▶ Input for this task
----------
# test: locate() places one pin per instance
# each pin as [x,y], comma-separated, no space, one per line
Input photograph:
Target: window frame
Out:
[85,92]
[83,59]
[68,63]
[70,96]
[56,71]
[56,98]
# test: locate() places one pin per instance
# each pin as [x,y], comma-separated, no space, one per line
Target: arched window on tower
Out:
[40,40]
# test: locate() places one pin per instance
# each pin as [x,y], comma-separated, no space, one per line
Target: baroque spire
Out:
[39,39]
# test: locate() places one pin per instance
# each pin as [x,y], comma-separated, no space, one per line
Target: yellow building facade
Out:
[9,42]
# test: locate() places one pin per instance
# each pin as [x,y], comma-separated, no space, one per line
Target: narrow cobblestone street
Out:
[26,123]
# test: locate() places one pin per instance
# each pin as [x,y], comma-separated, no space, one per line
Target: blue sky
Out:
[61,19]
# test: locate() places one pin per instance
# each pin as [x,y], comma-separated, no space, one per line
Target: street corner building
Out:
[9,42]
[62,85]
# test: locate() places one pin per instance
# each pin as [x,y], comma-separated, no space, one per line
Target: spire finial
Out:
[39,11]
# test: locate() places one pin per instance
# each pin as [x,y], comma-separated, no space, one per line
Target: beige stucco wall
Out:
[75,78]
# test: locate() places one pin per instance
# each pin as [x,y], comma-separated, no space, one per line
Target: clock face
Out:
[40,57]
----------
▶ Problem
Give back the data above exactly as it appears.

▶ Written solution
# test: locate() places one pin per instance
# each pin as [x,y], comma-separated, no space, one per line
Input photograph:
Target: window frame
Out:
[85,92]
[83,59]
[68,63]
[70,96]
[56,71]
[56,98]
# test: locate() places one pin per instance
# each pin as [x,y], comma-separated, no space, one per line
Target: arched window on tower
Out:
[40,40]
# test: locate() places one pin per instance
# each pin as [x,y], comma-separated, no space, one per line
Target: baroque spire
Out:
[39,39]
# test: locate() places one pin per instance
# each pin as [x,y], comma-separated, no space, one per line
Target: yellow building facade
Out:
[9,42]
# test: locate() places one pin per instance
# each pin as [x,y], comma-separated, no space, one per line
Target: narrow cobblestone street
Out:
[26,123]
# test: locate() places one pin per instance
# each pin as [x,y], comma-separated, no space, one per line
Target: blue sky
Out:
[61,19]
# test: locate() places one pin per instance
# each pin as [x,y], comma-separated, no space, one per line
Target: street corner building
Out:
[9,42]
[62,85]
# test: locate() places one pin per instance
# each pin as [x,y], comma-separated, no space, one per line
Target: spire finial
Out:
[39,11]
# test: locate() places one pin per instance
# each pin as [x,y], comma-separated, no space, one per line
Target: beige stucco wall
Out:
[75,78]
# test: locate() places one pin per instance
# each pin as [x,y], comma-separated, no space, one per line
Target: clock face
Out:
[40,57]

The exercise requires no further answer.